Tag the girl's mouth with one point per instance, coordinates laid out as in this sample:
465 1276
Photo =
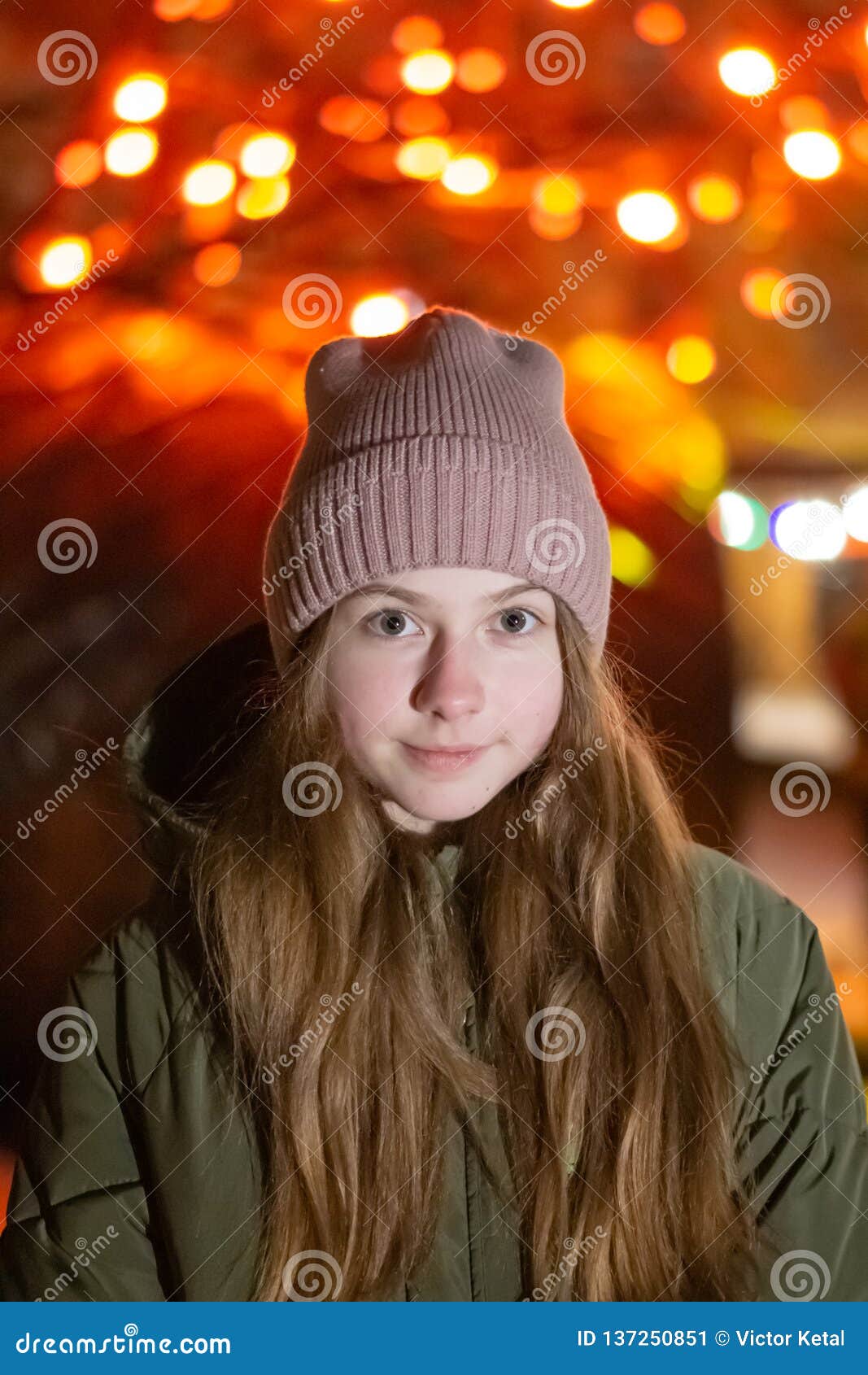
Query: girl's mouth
443 761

• • • • •

How many of the lines above contain the string "girl"? Reply with the number alone.

2